▸ **Given task**:
State how many lines of the records contain the string "tree". Give the number alone.

>> Start Data entries

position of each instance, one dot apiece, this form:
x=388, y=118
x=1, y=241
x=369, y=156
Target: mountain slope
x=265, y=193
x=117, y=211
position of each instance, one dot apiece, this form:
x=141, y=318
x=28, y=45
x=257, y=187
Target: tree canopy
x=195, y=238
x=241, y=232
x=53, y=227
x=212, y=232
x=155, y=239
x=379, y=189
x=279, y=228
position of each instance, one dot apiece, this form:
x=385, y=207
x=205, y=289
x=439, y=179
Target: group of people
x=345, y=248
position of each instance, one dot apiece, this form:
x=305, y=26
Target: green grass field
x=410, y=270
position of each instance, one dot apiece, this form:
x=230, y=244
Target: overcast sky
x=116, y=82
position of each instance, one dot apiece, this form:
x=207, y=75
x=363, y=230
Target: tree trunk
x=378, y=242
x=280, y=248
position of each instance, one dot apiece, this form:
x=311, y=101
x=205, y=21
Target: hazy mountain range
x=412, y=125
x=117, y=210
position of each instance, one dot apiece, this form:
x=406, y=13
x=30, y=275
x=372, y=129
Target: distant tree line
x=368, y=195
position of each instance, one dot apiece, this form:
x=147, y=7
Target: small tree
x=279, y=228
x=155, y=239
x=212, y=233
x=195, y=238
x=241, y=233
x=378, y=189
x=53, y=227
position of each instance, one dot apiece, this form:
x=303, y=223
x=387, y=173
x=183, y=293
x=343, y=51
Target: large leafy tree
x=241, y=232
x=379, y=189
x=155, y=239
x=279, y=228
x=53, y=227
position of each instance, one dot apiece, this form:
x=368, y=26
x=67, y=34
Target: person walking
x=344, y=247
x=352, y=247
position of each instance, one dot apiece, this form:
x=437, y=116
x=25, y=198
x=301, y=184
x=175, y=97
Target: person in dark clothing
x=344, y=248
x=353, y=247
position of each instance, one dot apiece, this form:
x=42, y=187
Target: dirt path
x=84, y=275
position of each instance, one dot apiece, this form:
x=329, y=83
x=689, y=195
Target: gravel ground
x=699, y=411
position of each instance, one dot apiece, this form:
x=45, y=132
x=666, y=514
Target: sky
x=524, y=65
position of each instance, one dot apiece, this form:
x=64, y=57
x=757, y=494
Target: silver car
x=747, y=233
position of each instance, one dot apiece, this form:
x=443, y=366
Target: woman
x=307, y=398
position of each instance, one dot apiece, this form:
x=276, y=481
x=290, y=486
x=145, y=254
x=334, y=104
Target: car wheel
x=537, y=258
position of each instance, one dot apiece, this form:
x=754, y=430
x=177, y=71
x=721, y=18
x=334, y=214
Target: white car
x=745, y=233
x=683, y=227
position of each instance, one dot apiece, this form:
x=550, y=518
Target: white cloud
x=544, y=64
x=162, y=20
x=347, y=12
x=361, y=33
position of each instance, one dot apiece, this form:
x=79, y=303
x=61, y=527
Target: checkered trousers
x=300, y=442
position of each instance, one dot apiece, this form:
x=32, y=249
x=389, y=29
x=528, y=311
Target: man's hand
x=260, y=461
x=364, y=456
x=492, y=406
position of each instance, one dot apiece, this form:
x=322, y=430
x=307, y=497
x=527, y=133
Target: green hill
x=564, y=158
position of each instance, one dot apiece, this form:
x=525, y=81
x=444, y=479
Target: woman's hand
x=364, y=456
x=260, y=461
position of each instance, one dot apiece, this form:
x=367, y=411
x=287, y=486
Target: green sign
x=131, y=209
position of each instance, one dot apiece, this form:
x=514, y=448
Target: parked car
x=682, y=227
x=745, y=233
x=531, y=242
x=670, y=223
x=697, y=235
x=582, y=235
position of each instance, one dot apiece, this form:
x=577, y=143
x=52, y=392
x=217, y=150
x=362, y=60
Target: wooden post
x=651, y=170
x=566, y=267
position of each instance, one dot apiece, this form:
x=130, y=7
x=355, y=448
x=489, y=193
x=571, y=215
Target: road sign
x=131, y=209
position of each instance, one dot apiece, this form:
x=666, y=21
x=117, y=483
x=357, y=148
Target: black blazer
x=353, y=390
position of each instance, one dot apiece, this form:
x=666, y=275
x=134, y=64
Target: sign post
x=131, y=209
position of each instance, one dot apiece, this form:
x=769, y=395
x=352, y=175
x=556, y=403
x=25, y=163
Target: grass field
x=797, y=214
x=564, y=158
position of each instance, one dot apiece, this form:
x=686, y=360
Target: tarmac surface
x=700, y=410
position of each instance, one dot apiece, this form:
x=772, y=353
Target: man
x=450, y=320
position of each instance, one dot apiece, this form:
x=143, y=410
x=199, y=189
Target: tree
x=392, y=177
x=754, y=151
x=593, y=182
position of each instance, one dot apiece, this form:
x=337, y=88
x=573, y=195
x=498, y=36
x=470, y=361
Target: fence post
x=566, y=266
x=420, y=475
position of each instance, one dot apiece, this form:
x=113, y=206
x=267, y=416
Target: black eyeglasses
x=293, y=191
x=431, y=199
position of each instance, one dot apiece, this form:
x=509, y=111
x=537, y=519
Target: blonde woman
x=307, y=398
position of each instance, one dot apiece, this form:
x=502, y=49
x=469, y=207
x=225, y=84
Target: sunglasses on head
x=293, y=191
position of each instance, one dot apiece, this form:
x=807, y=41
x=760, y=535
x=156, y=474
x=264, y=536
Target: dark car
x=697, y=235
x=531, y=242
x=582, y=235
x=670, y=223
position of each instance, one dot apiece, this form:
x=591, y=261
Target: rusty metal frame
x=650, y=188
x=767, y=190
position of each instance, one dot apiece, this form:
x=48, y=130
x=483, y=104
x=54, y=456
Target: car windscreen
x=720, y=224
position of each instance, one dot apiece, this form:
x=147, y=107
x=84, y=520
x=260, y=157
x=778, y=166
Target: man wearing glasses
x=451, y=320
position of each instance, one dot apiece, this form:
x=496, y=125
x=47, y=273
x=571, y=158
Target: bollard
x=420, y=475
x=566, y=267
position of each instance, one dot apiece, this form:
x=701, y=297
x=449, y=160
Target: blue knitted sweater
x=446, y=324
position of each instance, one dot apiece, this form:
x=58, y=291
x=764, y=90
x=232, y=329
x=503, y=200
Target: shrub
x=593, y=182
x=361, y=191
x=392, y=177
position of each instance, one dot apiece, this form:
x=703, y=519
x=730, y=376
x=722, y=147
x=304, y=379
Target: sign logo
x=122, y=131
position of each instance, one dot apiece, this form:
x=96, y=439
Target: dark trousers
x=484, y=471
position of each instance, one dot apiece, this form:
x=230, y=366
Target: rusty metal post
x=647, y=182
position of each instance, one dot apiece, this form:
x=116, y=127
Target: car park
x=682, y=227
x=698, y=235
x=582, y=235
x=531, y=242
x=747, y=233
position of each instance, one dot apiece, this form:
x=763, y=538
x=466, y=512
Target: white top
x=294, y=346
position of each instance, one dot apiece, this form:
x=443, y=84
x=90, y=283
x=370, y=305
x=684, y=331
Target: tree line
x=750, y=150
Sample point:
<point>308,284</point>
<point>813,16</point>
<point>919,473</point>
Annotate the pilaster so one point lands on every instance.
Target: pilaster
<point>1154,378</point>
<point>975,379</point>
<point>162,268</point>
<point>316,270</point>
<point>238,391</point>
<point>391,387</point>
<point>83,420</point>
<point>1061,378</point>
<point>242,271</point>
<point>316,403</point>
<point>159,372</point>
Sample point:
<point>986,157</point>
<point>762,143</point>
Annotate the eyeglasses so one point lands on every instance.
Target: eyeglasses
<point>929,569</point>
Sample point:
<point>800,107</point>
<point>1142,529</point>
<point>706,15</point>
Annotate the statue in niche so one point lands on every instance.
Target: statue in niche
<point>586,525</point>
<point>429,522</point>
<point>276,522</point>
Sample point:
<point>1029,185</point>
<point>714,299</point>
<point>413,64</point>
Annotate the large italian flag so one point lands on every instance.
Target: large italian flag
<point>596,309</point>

>> End Data entries

▸ **Output of the exercise**:
7